[Point-per-instance localization data]

/---

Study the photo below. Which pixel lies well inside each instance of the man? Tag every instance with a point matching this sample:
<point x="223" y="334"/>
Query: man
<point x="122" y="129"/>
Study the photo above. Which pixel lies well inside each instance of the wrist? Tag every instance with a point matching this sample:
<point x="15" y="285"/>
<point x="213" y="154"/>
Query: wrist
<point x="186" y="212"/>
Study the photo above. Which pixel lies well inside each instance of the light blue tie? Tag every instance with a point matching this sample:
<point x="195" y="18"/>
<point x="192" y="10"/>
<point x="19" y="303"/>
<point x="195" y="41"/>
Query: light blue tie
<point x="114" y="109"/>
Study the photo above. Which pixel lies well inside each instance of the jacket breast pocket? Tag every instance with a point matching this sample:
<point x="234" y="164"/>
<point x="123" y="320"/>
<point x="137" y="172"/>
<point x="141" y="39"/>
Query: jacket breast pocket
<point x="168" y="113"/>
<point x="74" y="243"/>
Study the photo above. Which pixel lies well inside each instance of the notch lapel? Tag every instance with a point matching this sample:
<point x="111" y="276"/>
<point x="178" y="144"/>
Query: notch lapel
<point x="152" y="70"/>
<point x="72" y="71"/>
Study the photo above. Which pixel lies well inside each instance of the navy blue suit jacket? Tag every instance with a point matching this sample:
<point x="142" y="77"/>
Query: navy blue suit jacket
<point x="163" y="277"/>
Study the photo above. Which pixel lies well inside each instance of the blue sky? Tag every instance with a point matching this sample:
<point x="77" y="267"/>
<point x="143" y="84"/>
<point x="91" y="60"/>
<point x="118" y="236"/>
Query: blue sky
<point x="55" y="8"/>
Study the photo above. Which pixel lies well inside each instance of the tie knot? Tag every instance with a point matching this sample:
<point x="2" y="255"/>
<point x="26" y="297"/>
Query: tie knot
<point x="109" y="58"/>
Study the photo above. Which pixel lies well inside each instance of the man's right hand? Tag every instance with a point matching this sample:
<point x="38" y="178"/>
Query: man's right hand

\---

Pull every line with the string "hand" from the data above.

*Response area:*
Study the photo above. Which pixel lies well inside each instance of the man's right hand? Tag every instance with a point matching this sample:
Query: man's right hand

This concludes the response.